• _TASKS_:
• 1. List the continents that the weight-training text names as places letters have come from.
• 2. Reproduce the passage of the weight-training text starting at "Within the last" and ending at "almost literally impossible.".
• 3. Summarize the weight-training text in two sentences.

• _TEXT SECTION_:
▽
In my reply, I said, ". . . regarding your near-final comment about the Arthur Jones bomb I would advise you to be well prepared for ANYTHING; we haven't dropped our heavy ammunition yet -- but I promise you, it will shake the weight-training field to it's roots. If this has caused you -- or does cause you -- personal difficulty, then you have my sincere apology; it is not my desire to hurt anyone but progress had to come in this field as in any other. It was just a matter of time, and it was certainly about time. If I had not been the source of that change then somebody else eventually would have been. And in any situation of change, somebody always gets hurt."

Many other letters -- literally hundreds of other letters -- have come from all over the world, from almost every state in the union, from Africa, from Europe, from Australia, and even from Asia; and while it is simply impossible for me to write long, detailed personal replies to all of them immediately, I will get around to answering each individual letter eventually -- and in the meantime, I am trying to answer the most commonly-asked questions in my articles.

Yet I find myself in a rather paradoxical situation; while I am now clearly aware of a trend that will lead the entire field of weight training in an almost entirely new direction, I cannot -- for various reasons -- immediately publish all of the information available to me.

To begin with, if the conclusions that have forced themselves on my awareness only after thirty years of interest were suddenly presented intact, but without clearly supporting, undeniable evidence, then many people would simply refuse to accept these conclusions.

But, on the other hand, these conclusions cannot be supported in a brief, simple-to-understand manner; most of the people in greatest need of the information made available to them for the first time as a result of our work are unfortunately not able to understand a technical explanation -- and it is thus unavoidably necessary to present our conclusions, and the reasoning behind those conclusions, in a manner calculated to induce wide-spread acceptance, rather than actual understanding.

But then, after all, how many people really understand how their cars work, either? Very few; but that doesn't prevent millions of people from making at least practical, if perhaps not full, utilization of their automobiles.

Within the last week, a man from a nearby state visited DeLand for the purpose of picking up two machines that he purchased from us, and while was here he remarked that he had previously photographed and then tried to duplicate one of our machines -- unsuccessfully, as it turned out; which wasn't a very surprising result, since what he was trying to do was almost literally impossible.
△
• _SUPPLIED ENTRIES_:
▽
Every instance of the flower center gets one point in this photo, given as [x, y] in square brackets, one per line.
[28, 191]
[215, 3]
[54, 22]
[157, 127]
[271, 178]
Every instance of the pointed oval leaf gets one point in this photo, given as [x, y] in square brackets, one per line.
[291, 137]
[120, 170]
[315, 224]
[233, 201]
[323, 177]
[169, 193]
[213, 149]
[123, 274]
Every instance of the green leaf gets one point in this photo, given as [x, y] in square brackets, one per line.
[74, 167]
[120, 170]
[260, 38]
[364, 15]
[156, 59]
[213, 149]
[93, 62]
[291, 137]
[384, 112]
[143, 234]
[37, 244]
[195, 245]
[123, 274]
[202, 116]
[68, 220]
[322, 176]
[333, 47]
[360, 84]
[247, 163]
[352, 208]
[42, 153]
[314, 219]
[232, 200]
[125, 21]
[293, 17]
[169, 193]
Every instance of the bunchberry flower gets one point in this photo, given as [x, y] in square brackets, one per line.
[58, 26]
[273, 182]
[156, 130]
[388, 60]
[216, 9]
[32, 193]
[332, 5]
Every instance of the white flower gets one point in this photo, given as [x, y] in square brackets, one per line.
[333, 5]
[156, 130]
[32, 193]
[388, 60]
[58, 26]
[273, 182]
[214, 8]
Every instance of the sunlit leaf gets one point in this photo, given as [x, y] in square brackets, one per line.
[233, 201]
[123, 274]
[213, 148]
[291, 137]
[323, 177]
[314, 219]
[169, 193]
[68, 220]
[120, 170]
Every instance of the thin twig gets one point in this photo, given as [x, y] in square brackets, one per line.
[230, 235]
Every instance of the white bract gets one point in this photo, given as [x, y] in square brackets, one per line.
△
• _ANSWERS TO THE TASKS_:
• 1. Africa, Europe, Australia, Asia

• 2.
Within the last week, a man from a nearby state visited DeLand for the purpose of picking up two machines that he purchased from us, and while was here he remarked that he had previously photographed and then tried to duplicate one of our machines -- unsuccessfully, as it turned out; which wasn't a very surprising result, since what he was trying to do was almost literally impossible.

• 3. The writer warns a correspondent that a coming change will shake the weight-training field, apologizes for any personal difficulty it causes, and says hundreds of letters have arrived from around the world, with the most common questions being answered in articles. The writer cannot yet publish all the available information, because conclusions without supporting evidence would be rejected and most people who need them cannot follow a technical explanation, and then describes a visitor who tried unsuccessfully to duplicate one of the machines.